Excerpts from a point labeling dataset
################

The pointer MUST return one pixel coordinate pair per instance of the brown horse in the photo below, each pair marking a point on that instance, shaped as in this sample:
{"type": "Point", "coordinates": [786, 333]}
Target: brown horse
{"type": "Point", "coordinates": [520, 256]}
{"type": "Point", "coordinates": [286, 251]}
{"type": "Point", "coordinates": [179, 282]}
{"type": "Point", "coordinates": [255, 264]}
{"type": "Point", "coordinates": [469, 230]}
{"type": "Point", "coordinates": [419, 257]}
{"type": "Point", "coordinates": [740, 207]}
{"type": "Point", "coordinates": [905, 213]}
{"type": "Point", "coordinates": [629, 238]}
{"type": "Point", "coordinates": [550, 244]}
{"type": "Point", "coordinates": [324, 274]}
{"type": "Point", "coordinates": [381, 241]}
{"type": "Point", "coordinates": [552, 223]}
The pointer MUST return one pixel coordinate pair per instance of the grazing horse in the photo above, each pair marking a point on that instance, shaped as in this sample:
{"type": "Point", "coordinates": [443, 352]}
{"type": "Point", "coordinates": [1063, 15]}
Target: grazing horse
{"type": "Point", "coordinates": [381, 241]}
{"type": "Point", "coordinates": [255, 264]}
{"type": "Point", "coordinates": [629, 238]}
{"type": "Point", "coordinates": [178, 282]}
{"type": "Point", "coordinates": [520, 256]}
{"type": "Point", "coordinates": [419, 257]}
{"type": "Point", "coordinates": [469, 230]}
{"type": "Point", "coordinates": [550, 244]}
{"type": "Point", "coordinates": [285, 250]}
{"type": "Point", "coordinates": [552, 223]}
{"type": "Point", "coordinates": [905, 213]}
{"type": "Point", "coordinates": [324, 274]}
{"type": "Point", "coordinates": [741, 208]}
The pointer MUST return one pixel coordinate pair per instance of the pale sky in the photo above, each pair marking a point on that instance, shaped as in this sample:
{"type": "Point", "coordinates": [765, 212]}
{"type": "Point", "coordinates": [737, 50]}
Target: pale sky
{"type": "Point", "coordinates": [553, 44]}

################

WHAT TO WORK ON - Copy every line of the records above word for word, from the first record through the last.

WRITTEN RESPONSE -
The pointer MUST return one pixel coordinate pair per instance of the brown horse in the photo below, each pair marking a point on that instance, shaped as in this sample:
{"type": "Point", "coordinates": [786, 333]}
Target: brown horse
{"type": "Point", "coordinates": [520, 256]}
{"type": "Point", "coordinates": [286, 251]}
{"type": "Point", "coordinates": [179, 282]}
{"type": "Point", "coordinates": [255, 264]}
{"type": "Point", "coordinates": [469, 230]}
{"type": "Point", "coordinates": [419, 257]}
{"type": "Point", "coordinates": [740, 207]}
{"type": "Point", "coordinates": [905, 213]}
{"type": "Point", "coordinates": [629, 238]}
{"type": "Point", "coordinates": [550, 244]}
{"type": "Point", "coordinates": [324, 274]}
{"type": "Point", "coordinates": [381, 241]}
{"type": "Point", "coordinates": [552, 223]}
The pointer MUST return one pixel coordinate pair per instance of the grazing horse in the photo above, each pair marking a point on that instance, shaped as in this sample:
{"type": "Point", "coordinates": [443, 352]}
{"type": "Point", "coordinates": [1063, 15]}
Target: grazing horse
{"type": "Point", "coordinates": [381, 241]}
{"type": "Point", "coordinates": [255, 264]}
{"type": "Point", "coordinates": [629, 238]}
{"type": "Point", "coordinates": [178, 282]}
{"type": "Point", "coordinates": [520, 256]}
{"type": "Point", "coordinates": [419, 257]}
{"type": "Point", "coordinates": [469, 230]}
{"type": "Point", "coordinates": [550, 244]}
{"type": "Point", "coordinates": [285, 250]}
{"type": "Point", "coordinates": [552, 223]}
{"type": "Point", "coordinates": [905, 213]}
{"type": "Point", "coordinates": [324, 274]}
{"type": "Point", "coordinates": [741, 208]}
The pointer MUST return one pixel coordinate pair per instance of the pale sky in the photo above, each pair marking a point on that instance, shaped as in this sample:
{"type": "Point", "coordinates": [765, 212]}
{"type": "Point", "coordinates": [737, 50]}
Target: pale sky
{"type": "Point", "coordinates": [553, 44]}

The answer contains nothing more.